• [Document excerpt]:
Funding, Confrontations & Tragic Controversies
There are presentations, conferences and endless emails, but it’s not often that the heavy hitters of the Auckland arts community get the chance to mix directly with those at the helm of the sector’s major funder.
Those who attended Tuesday’s informal gathering at Auckland Art Gallery Toi o Tāmaki spoke of the energy in the room as they rubbed shoulders with the Arts Council of New Zealand Toi Aotearoa (Creative New Zealand's governing body). In attendance was newly appointed Chair Caren Rangi and members of the board as well as CNZ staff.
With CNZ based in Wellington, it’s rare for these opportunities in the country’s largest city. Reports to The Lowdown suggest the vibe among this collection of around 200 leaders was remarkably upbeat, especially after needing to overcome some traditional industry scepticism; being called to a gathering without a clear outline had several quietly questioning the motives. The window to make sure those who set the framework for make-or-break decisions in the creative community know the lay of the land - the good, the bad and the ugly - meant for some honest and frank conversations.
A special focus was placed on hosts Ngāti Whātua Ōrakei, with General Manager of Toi Whātua (Arts & Culture), Te Kurataiaho Kapea outlining their cultural directions and aspirations to an influential audience.

• [Questions to answer]:
a – Return the part of the article on the Auckland arts gathering starting at "With CNZ based" and ending at "and frank conversations.".
b – Carry the article on the Auckland arts gathering further, picking up after its last sentence.
The material after this point is separate from the article on the Auckland arts gathering.

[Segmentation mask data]
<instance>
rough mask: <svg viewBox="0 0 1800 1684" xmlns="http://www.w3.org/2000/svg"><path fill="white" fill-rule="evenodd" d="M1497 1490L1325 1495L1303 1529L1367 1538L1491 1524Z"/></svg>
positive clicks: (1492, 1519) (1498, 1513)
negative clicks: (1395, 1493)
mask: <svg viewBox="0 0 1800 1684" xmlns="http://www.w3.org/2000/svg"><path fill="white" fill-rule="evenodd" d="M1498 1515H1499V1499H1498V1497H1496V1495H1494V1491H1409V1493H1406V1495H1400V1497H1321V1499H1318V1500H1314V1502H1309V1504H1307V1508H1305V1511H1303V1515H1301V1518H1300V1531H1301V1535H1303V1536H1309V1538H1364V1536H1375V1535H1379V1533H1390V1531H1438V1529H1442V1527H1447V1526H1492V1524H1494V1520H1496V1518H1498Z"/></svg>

• [Answers for the tasks]:
a –
With CNZ based in Wellington, it’s rare for these opportunities in the country’s largest city. Reports to The Lowdown suggest the vibe among this collection of around 200 leaders was remarkably upbeat, especially after needing to overcome some traditional industry scepticism; being called to a gathering without a clear outline had several quietly questioning the motives. The window to make sure those who set the framework for make-or-break decisions in the creative community know the lay of the land - the good, the bad and the ugly - meant for some honest and frank conversations.

b –
Rangi, whose position as Acting Chair was made permanent a few weeks ago, had a warm and dynamic presence stating that she was a mere 28 days into the role. She expressed her pride in being the first Pasifika chair of the Arts Council (and only third woman) in an interview with Lynn Freeman on RNZ’s Standing Room Only - as well as proclaiming more Pacific leaders will be given the opportunity in the future.
Caren Rangi speaking at Tuesday's gathering.
Buck stops and starts here
Movement of the Human’s Belle.
It’s been a busy week for CNZ on the funding front as well - announcing the successful Round Six Arts Grants, closing Round Seven after reaching its limit of 200 applicants and opening Round Eight - the last of the financial year (here are the guidelines for those wanting to know how to apply).
Of the latest grants announced, the highest recipients include:
A new work by choreographer and director Lemi Ponifasio ($74,239)
Gisborne’s Hoea! Gallery and project space for public programming & exhibitions ($74,799)
Performance company Movement of the Human’s remounting of Belle for next year’s New Zealand Festival ($75,000)
Tahi NZ Festival of Solo Performance in Wellington ($75,000)
The Dust Palace putting on production Ithaca in Invercargill & Taranaki ($75,000)
The Takatapui Collective for creating spaces that empower QTIBIPOC artists and work toward decolonising Aotearoa's creative culture ($72,186).
Check out the full list here.
While we should celebrate those who have been given the nod, there’s a usual large serving of heartbreak out there in our creative ranks as well. Of the 168 eligible applications, only 54 grants totalling $2,252,187 were awarded.
Top gigs comings and goings
One of the arts tireless figures is calling the end to a wonderful innings.
Martin Sutcliffe has decided to step down as Director of the Corban Estate Arts Centre from the end of June. The West Auckland institution has played a crucial role in the development and careers of so many creatives, including the home of Te Pou Theatre, with the much loved Sutcliffe playing a vital guiding hand.
He’s told friends in a Facebook post “I have been in this role for 14 years now and for the last two I have been thinking about leaving my role. In my mind I have been thinking, ‘I will leave at the right time.’. But have come to realise there is no right time, or rather this is the right time.”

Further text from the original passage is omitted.